Task statement
Repeat each record below exactly, dropping the pictures.

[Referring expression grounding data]
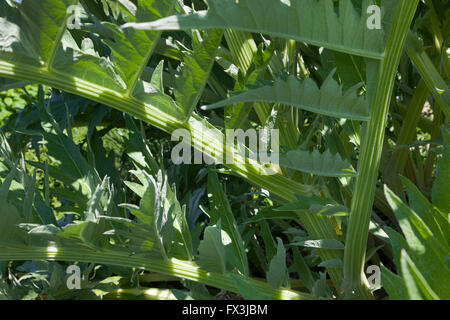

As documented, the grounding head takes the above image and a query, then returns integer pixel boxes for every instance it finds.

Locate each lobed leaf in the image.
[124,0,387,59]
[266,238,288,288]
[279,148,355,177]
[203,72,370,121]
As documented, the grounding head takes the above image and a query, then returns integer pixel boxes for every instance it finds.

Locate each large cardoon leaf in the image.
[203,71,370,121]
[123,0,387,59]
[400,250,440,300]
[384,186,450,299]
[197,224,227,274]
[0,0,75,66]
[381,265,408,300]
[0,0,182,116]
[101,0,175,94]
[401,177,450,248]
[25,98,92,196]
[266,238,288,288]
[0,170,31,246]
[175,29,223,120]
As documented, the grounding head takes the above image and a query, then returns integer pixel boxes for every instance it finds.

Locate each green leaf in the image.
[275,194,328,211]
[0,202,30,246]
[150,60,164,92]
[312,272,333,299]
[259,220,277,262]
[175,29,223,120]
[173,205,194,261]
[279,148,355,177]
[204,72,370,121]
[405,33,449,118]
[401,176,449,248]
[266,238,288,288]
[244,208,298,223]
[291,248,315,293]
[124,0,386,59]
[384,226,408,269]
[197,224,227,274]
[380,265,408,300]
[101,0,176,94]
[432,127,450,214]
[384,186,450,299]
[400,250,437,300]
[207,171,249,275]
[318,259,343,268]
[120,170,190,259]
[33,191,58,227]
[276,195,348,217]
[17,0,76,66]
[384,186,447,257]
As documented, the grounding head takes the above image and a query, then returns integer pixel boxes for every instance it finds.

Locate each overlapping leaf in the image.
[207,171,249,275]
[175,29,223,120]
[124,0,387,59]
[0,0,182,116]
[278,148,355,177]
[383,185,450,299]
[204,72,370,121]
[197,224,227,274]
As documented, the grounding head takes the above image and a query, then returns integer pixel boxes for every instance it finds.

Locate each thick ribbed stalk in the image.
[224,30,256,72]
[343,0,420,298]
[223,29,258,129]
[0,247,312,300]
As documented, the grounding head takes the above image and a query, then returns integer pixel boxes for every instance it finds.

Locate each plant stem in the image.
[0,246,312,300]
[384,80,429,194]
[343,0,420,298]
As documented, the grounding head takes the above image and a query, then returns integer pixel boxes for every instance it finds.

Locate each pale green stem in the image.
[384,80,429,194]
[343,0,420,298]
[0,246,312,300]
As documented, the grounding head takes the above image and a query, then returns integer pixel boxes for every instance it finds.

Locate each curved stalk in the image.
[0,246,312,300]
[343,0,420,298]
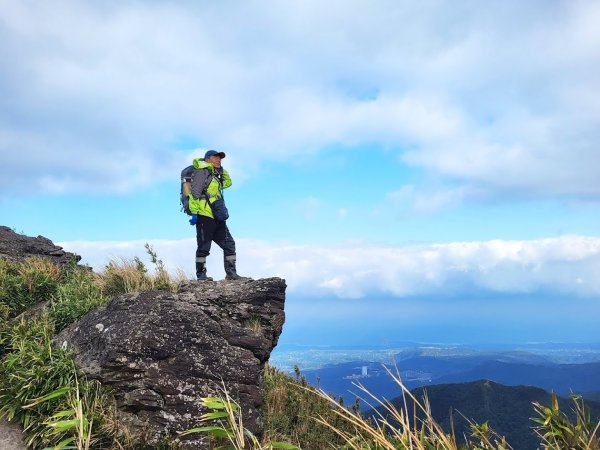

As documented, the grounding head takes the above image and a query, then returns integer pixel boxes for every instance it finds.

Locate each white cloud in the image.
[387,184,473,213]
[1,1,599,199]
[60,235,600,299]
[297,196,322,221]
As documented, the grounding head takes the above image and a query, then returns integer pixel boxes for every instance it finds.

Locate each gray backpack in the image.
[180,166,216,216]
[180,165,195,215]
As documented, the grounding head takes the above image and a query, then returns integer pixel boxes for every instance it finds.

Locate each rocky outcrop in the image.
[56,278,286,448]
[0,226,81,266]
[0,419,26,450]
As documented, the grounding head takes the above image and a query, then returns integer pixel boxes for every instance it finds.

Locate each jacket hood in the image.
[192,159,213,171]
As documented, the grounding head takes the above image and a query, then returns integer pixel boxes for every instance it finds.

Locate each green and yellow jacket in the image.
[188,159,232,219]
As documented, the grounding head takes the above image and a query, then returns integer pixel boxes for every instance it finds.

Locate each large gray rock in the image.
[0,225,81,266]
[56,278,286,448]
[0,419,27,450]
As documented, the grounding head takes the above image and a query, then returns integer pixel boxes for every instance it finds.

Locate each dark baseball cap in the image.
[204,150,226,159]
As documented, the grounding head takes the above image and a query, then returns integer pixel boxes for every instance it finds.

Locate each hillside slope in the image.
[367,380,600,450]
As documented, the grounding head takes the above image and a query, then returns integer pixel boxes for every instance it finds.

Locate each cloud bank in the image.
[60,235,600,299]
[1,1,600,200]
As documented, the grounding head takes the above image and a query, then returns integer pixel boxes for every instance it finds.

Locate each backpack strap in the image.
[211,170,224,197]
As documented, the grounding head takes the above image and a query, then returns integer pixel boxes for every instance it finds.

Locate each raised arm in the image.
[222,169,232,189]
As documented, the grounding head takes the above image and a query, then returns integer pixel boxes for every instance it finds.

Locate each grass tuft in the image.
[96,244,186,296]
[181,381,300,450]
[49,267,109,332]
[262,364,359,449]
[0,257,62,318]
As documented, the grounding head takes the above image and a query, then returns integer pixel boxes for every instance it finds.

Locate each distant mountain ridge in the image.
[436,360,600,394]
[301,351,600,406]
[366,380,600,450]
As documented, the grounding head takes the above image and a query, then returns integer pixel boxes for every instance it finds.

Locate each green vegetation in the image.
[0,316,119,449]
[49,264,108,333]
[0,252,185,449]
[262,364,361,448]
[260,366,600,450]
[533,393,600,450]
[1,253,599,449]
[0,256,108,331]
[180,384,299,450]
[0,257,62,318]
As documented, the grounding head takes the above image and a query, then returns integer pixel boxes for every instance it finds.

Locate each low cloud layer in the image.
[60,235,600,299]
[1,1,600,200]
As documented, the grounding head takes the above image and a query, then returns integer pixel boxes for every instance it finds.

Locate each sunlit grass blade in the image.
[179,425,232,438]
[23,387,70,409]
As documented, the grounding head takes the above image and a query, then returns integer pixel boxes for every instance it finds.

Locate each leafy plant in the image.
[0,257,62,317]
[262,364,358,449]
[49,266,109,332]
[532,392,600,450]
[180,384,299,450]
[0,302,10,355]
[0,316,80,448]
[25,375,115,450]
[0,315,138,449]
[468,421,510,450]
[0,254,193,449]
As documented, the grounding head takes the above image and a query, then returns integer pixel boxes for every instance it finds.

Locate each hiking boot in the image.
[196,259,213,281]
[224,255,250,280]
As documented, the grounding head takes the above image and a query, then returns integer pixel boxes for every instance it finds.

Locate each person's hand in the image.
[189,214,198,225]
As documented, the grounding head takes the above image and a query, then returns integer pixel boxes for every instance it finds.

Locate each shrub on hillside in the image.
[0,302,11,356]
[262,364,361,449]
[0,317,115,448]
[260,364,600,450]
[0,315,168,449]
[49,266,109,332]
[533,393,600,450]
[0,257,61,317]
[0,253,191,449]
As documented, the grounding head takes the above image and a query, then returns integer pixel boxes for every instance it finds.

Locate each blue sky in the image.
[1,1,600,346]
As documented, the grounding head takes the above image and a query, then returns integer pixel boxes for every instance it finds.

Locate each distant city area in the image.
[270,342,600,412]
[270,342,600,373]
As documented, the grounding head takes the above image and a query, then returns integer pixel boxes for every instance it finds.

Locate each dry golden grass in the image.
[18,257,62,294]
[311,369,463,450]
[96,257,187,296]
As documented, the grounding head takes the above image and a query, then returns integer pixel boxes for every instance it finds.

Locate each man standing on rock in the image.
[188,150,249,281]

Result of this task
As documented, the grounding head takes the above image and a query, then returns integer pixel boxes for every instance it finds.

Locate each lobed leaf in the image.
[124,0,387,59]
[266,238,288,288]
[279,148,355,177]
[203,72,370,121]
As documented, the grounding head takes the above image and a query, then returns integer pixel boxes for every instance it finds.

Locate each large cardoon leaf in the image.
[203,71,370,121]
[123,0,387,59]
[400,250,440,300]
[384,186,450,299]
[197,224,227,274]
[0,0,75,66]
[381,265,408,300]
[0,0,182,116]
[101,0,175,94]
[401,177,450,248]
[25,98,92,196]
[266,238,288,288]
[0,170,31,246]
[175,29,223,120]
As documented, the grounding head takes the above image and a query, then returns integer pixel boxes for every instance it finds.

Locate each green leaf in the image.
[275,194,328,211]
[0,202,30,246]
[150,60,164,92]
[312,272,333,299]
[259,220,277,262]
[175,29,223,120]
[173,205,194,261]
[279,148,355,177]
[204,72,370,121]
[405,33,449,118]
[401,176,449,248]
[266,238,288,288]
[244,208,298,223]
[291,248,315,293]
[124,0,386,59]
[384,226,408,269]
[197,224,227,274]
[380,265,408,300]
[101,0,176,94]
[432,127,450,214]
[384,186,450,299]
[400,250,437,300]
[207,171,249,275]
[318,259,343,268]
[120,170,190,259]
[33,191,58,227]
[276,195,348,217]
[17,0,76,66]
[384,186,447,257]
As documented, the grounding head takes the above image and a query, then returns integer pixel boxes for every instance it finds.

Locate each overlapping leaf in the image.
[207,171,249,275]
[175,29,223,120]
[124,0,387,59]
[0,0,182,116]
[278,148,355,177]
[383,185,450,299]
[204,72,370,121]
[197,224,227,274]
As documented, the grounding head takes the above image and a query, then returns integer pixel boxes for every instance it finds.

Locate each thick ribbed stalk in the image.
[224,30,256,72]
[343,0,420,298]
[223,29,258,129]
[0,247,312,300]
As documented, the grounding head takes the above image and a query, then returns integer pixel boxes for every instance it finds.

Locate each plant stem in the image.
[0,246,312,300]
[384,80,429,194]
[343,0,420,298]
As documented, the grounding head takes the above image and a query, then returns integer pixel boxes for every instance it finds.

Locate each pale green stem in the image.
[384,80,429,194]
[343,0,420,298]
[0,246,312,300]
As documented, the grounding head takes the above image and a query, then returns integer pixel boxes for every instance it finds.

Locate each curved stalk in the image.
[0,246,312,300]
[343,0,420,298]

As documented, the grounding head takes the above image and a query, then returns integer pixel boxes for every instance it finds.

Locate each white cloud in the image.
[387,184,473,213]
[1,1,599,199]
[60,235,600,299]
[297,196,322,221]
As documented, the grounding head takes the above image and a query, then returns integer pixel boxes for every instance it finds.

Locate each gray backpack in the image.
[180,166,216,216]
[180,165,195,215]
As documented, the grounding head takes the above image and a query, then returns integer pixel boxes for every instance it finds.

Locate each rocky outcrop in the image.
[56,278,286,448]
[0,226,81,266]
[0,419,26,450]
As documented, the grounding head takes the above image and a query, then returns integer pixel boxes for every instance it finds.

Locate each jacket hood in the image.
[192,159,213,171]
As documented, the grounding head takes the above image and a query, then returns integer pixel boxes for every instance it finds.

Locate each green and yellow jacket in the image.
[188,159,232,219]
As documented, the grounding head takes the above image and a query, then returns integer pixel boxes for every instance it finds.

Locate each large gray rock in the image.
[0,225,81,266]
[56,278,286,448]
[0,419,27,450]
As documented, the grounding head takes the above image and a query, then returns integer pixel boxes for every instance it finds.

Locate each dark baseball cap in the image.
[204,150,226,159]
As documented, the grounding head takes the above image and a query, then returns integer pixel boxes for every instance it finds.

Locate each hillside slope in the image.
[367,380,600,450]
As documented, the grounding head takes the above image and a query, then returns integer pixel boxes for every instance it finds.

Locate each cloud bank in the image.
[60,235,600,299]
[1,1,600,200]
As documented, the grounding head takes the above image and a query, then returns integer pixel boxes for every instance it finds.

Locate each backpack strap in the image.
[211,170,224,197]
As documented, the grounding head takes the above image and a query, then returns integer pixel boxes for every instance it finds.

Locate each raised arm in the image.
[222,169,232,189]
As documented, the grounding head takes the above image and a query, then returns integer pixel boxes for every instance it finds.

Locate each grass tuft in the image.
[96,244,186,296]
[181,381,300,450]
[49,267,109,332]
[262,364,359,449]
[0,257,62,318]
As documented, the grounding head takes the above image and a query, then returns integer pixel boxes for every instance it finds.

Locate each distant mountain ridge in the image.
[436,360,600,394]
[301,351,600,406]
[366,380,600,450]
As documented, the grounding head takes the above image and a query, then returns integer pixel boxes for every instance it finds.

Locate each green vegetation in the image.
[0,316,119,449]
[49,264,108,333]
[0,252,185,449]
[262,364,361,448]
[260,366,600,450]
[533,393,600,450]
[1,253,599,449]
[0,256,108,331]
[180,384,299,450]
[0,257,62,318]
As documented, the grounding head takes the above image and a query, then returns integer pixel boxes for every instance it finds.

Locate each low cloud layer in the image.
[60,235,600,299]
[1,1,600,200]
As documented, the grounding head takes the above image and a query, then returns integer pixel boxes for every instance it finds.

Locate each sunlit grass blade in the image.
[179,425,232,438]
[23,387,70,409]
As documented, the grounding head takes the above image and a query, then returns integer pixel boxes for every instance it finds.

Locate each leafy plant in the image.
[0,257,62,317]
[262,364,358,449]
[49,266,109,332]
[532,392,600,450]
[180,384,299,450]
[0,302,10,355]
[0,316,80,448]
[25,375,115,450]
[0,315,138,449]
[468,421,510,450]
[0,254,193,449]
As documented, the grounding head takes the above image and a query, then returns integer pixel boxes for every instance it finds.

Locate each hiking boot in the image.
[196,259,213,281]
[224,255,250,280]
As documented, the grounding head takes the above image and a query, then returns integer pixel boxes for every instance it finds.

Locate each person's hand in the image.
[189,214,198,225]
As documented, the grounding head takes the above image and a query, then returns integer pixel boxes for every instance it finds.

Locate each shrub on hillside in the image.
[0,302,11,356]
[262,364,361,449]
[0,317,115,448]
[260,364,600,450]
[0,315,168,449]
[49,266,109,332]
[533,393,600,450]
[0,257,61,317]
[0,253,191,449]
As documented, the grounding head takes the above image and a query, then returns integer pixel boxes for every instance it finds.

Locate each blue sky in the image.
[1,1,600,346]
As documented, the grounding head takes the above image and a query, then returns integer pixel boxes for every instance it finds.

Locate each distant city area in the image.
[270,342,600,412]
[270,342,600,373]
As documented, the grounding head takes the above image and a query, then returns integer pixel boxes for every instance it finds.

Locate each dry golden grass in the image.
[18,257,62,294]
[311,369,463,450]
[96,257,187,296]
As documented, the grounding head takes the above image and a query, then returns integer pixel boxes for every instance it finds.

Locate each man standing on rock in the image.
[188,150,249,281]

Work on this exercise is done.